[Opening GIVEN ENTRIES section]

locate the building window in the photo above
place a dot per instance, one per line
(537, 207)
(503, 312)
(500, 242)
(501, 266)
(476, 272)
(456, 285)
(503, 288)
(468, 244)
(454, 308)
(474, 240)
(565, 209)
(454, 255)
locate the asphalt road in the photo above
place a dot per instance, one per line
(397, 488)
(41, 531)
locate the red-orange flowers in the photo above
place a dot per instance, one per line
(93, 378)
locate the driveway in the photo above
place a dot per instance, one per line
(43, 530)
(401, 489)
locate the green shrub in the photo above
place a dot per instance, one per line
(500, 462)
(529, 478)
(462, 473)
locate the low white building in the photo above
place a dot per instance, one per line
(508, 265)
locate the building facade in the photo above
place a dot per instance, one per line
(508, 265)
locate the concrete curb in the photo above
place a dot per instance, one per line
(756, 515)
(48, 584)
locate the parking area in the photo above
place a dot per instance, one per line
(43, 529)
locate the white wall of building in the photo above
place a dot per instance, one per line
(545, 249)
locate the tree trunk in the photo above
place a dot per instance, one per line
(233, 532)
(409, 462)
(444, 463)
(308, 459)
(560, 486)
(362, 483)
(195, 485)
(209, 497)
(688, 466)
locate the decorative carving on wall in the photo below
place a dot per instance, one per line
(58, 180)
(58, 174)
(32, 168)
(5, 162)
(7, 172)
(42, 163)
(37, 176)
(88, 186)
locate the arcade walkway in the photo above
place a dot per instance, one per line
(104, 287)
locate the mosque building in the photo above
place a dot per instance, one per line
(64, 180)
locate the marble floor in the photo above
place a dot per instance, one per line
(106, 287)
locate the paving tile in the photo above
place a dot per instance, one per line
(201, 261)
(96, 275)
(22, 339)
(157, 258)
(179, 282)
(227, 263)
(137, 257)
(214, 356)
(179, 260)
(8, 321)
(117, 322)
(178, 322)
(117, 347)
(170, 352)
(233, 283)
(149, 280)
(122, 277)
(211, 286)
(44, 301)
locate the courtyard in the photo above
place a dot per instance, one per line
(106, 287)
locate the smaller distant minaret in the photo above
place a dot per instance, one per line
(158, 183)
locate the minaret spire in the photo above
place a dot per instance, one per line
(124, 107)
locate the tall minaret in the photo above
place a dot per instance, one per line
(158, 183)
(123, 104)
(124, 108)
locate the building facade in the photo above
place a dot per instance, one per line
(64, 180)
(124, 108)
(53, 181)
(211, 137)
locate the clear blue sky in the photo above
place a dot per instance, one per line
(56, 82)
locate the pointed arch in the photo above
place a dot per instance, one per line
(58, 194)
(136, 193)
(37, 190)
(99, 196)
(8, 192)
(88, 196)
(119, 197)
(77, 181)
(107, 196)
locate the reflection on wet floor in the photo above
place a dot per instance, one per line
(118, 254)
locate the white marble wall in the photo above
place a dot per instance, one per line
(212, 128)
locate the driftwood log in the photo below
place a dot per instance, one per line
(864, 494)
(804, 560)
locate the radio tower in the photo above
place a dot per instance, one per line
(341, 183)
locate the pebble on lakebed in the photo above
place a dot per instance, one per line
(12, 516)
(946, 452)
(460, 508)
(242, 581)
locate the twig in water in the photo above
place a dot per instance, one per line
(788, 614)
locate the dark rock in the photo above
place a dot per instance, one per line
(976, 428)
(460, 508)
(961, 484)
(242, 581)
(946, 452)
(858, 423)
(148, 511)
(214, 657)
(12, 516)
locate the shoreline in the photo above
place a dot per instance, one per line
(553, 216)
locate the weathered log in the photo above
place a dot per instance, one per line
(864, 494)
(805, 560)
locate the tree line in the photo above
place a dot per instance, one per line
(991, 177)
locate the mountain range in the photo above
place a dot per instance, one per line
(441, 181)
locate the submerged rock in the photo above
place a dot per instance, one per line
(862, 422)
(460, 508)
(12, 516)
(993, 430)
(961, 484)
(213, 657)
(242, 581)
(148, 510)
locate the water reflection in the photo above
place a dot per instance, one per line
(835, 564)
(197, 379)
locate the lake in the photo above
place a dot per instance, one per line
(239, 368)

[Closing GIVEN ENTRIES section]

◆ EXERCISE DETAILS:
Set the entries above down once more, exactly as they stand.

◆ EXPECTED ANSWER:
locate the building window in the photo above
place a dot per instance, one per line
(537, 207)
(503, 312)
(500, 242)
(501, 266)
(476, 272)
(456, 285)
(503, 288)
(468, 244)
(454, 308)
(474, 240)
(565, 209)
(454, 255)
locate the asphalt road in the photo above
place a dot per instance, one per line
(397, 488)
(41, 531)
locate the red-orange flowers in the photo above
place a dot per instance, one per line
(93, 378)
locate the driveway in the photo above
place a dot per instance, one per line
(43, 530)
(401, 489)
locate the green shrub in the photo above
place a dot per instance, one per line
(500, 462)
(529, 478)
(462, 473)
locate the low white building in the photo above
place a dot per instance, one per line
(508, 265)
locate the building facade in the photo above
place a dot per instance, one per line
(508, 265)
locate the concrete curb in the photo above
place a dot per instance, one per line
(756, 515)
(48, 584)
locate the parking area in the photo above
place a dot per instance, one per line
(43, 529)
locate the white wall of building in the photo above
place a dot per instance, one per line
(545, 249)
locate the tree trunk in the photo above
place a dot per instance, one per line
(233, 532)
(409, 462)
(444, 463)
(308, 459)
(560, 486)
(362, 483)
(195, 485)
(209, 497)
(688, 466)
locate the decorative carving on wall in the photo below
place a dot per instance, one per line
(58, 180)
(58, 174)
(32, 168)
(5, 162)
(7, 172)
(42, 163)
(37, 176)
(88, 186)
locate the arcade walkway in the photo above
place a dot per instance, one per line
(104, 287)
locate the mosque building in the photo above
place a dot per instance, one per line
(64, 180)
locate the marble floor in the photo above
place a dot per instance, one per line
(106, 287)
locate the paving tile in the photo above
place a dot per instance, one per line
(201, 261)
(96, 275)
(22, 339)
(157, 258)
(179, 282)
(227, 263)
(137, 257)
(214, 356)
(179, 260)
(8, 321)
(117, 322)
(178, 322)
(117, 347)
(170, 352)
(233, 283)
(149, 280)
(122, 277)
(211, 286)
(44, 301)
locate the courtyard in the photo above
place a dot per instance, one per line
(106, 287)
locate the smaller distant minaret in the photo above
place a dot per instance, one per line
(158, 183)
locate the minaret spire in the photo above
place a dot per instance, one per line
(124, 107)
locate the tall minaret in the photo above
place a dot per instance, one per line
(158, 183)
(123, 104)
(124, 108)
locate the building facade in the photo above
place a dot per instance, one per line
(64, 180)
(124, 108)
(53, 181)
(211, 137)
locate the clear blue sky in the photo above
place a dot per instance, one per line
(56, 82)
locate the pointed arch in the photo above
place a dot per instance, one per line
(58, 194)
(136, 193)
(37, 190)
(99, 196)
(8, 192)
(88, 196)
(119, 197)
(77, 181)
(107, 196)
locate the reflection on wet floor in the photo above
place a dot per instance, one per line
(118, 254)
locate the white marble wall in the photo above
place a dot per instance, one per line
(212, 128)
locate the driftwood log in the photo below
place a dot per instance, one per line
(864, 494)
(804, 560)
locate the radio tower in the photo above
place a dot per instance, one per line
(341, 183)
locate the pebble on lakebed in the photo above
place a dot per instance, one per line
(12, 516)
(946, 452)
(460, 508)
(242, 581)
locate the twig in water in the photo above
place a dot per instance, one per line
(788, 614)
locate the dark rock in the photo above
place a dot per instance, one per line
(976, 428)
(460, 508)
(961, 484)
(242, 581)
(946, 452)
(858, 423)
(148, 511)
(214, 657)
(12, 516)
locate the shoreline in the photo above
place a dot per instance, one per line
(553, 216)
locate the weathered log in the photo above
place a dot per instance, one per line
(864, 494)
(805, 560)
locate the tree line in the photo above
place a dot per instance, one per line
(991, 177)
locate the mountain range in the photo above
place a dot per instance, one per line
(441, 181)
locate the submerged rock in the photo above
place a dot per instance, one per line
(862, 422)
(460, 508)
(12, 516)
(993, 430)
(961, 484)
(213, 657)
(242, 581)
(148, 510)
locate the water reflection in the photo above
place a dot per instance, one per line
(835, 564)
(197, 379)
locate the lake in the photo above
place a dot per instance, one per line
(239, 368)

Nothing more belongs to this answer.